The input:

----------

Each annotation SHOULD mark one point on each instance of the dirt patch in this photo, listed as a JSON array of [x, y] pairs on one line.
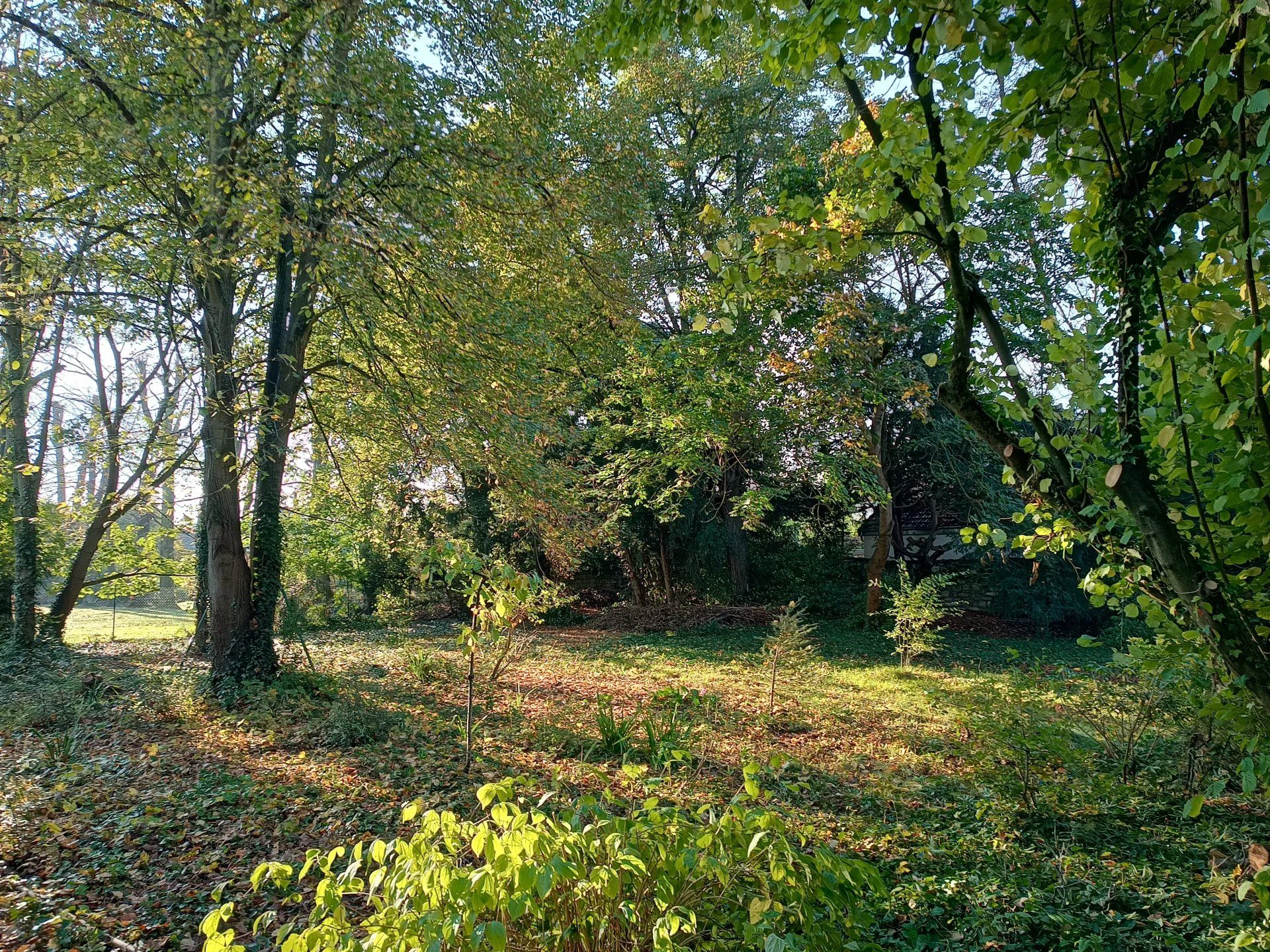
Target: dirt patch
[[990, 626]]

----------

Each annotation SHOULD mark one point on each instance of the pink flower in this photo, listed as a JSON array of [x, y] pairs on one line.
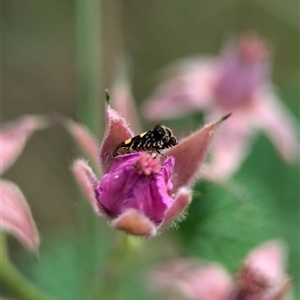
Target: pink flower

----------

Work to complete: Above are the records. Copy word for word only their lines from the one holding "of the pink" through the one holding "Target: pink flower", both included, and skip the images.

The completed task:
Each annotation SHOULD mark one point on each instance of the pink flower in this photo, listed as a JSON array of [x, y] pairs on one line.
Target: pink flower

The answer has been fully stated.